--- start Exercise input ---
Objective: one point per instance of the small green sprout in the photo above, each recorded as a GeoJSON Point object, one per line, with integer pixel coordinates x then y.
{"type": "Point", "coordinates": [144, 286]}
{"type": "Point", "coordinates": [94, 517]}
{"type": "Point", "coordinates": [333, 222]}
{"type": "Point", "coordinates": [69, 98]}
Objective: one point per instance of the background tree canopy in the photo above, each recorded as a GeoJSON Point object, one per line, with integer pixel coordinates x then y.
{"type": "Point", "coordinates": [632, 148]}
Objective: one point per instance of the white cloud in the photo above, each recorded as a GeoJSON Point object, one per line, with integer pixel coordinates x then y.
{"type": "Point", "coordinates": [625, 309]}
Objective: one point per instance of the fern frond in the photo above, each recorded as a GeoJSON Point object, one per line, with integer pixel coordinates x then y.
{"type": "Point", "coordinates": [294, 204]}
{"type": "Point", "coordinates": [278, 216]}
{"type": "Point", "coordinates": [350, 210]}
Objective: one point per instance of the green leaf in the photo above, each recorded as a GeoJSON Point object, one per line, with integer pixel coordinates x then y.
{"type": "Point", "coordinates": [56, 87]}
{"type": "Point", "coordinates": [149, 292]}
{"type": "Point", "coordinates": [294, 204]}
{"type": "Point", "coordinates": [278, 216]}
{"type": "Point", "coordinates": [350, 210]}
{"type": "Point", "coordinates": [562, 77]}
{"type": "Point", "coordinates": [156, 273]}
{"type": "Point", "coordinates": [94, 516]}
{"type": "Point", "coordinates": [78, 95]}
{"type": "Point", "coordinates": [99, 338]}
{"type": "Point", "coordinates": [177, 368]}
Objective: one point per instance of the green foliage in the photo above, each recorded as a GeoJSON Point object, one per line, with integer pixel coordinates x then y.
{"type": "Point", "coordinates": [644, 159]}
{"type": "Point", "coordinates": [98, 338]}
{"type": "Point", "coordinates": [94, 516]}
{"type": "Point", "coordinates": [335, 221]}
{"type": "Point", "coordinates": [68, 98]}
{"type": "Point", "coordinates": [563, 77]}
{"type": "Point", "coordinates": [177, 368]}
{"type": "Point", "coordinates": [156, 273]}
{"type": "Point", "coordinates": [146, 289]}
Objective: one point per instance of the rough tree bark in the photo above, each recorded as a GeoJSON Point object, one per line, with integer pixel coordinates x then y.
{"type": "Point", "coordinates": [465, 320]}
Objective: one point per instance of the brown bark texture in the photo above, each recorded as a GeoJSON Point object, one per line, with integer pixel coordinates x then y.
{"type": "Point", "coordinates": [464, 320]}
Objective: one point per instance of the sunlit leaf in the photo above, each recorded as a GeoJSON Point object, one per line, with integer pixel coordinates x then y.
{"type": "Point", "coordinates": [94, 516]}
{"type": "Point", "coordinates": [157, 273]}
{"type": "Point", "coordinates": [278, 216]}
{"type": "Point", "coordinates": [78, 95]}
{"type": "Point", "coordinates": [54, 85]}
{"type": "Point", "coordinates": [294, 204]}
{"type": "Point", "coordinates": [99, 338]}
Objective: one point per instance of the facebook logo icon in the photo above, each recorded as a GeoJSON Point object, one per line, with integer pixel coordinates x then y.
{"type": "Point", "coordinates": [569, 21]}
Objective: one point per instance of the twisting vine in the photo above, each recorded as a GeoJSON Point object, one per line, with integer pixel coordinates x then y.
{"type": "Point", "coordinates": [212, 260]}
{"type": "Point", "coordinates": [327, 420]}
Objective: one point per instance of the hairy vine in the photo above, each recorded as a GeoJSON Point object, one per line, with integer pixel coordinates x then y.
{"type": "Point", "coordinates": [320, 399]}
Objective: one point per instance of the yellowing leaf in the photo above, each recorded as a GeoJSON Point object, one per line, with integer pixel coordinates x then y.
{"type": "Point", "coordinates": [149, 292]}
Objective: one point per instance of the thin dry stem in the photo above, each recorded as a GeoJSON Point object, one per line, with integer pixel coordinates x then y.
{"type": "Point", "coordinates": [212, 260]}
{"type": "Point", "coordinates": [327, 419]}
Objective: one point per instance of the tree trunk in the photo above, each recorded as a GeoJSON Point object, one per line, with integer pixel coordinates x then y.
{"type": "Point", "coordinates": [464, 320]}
--- end Exercise input ---
#### Direction
Could you write out again the rows starting with the line containing "Objective: one point per instance of the tree" and going on through the end of the rows, Objective lines included, but move every point coordinate in the answers up by 140?

#### Solution
Objective: one point per instance of the tree trunk in the photo above, each recorded as a GeoJSON Point object, one per line, with integer pixel coordinates x then y.
{"type": "Point", "coordinates": [604, 460]}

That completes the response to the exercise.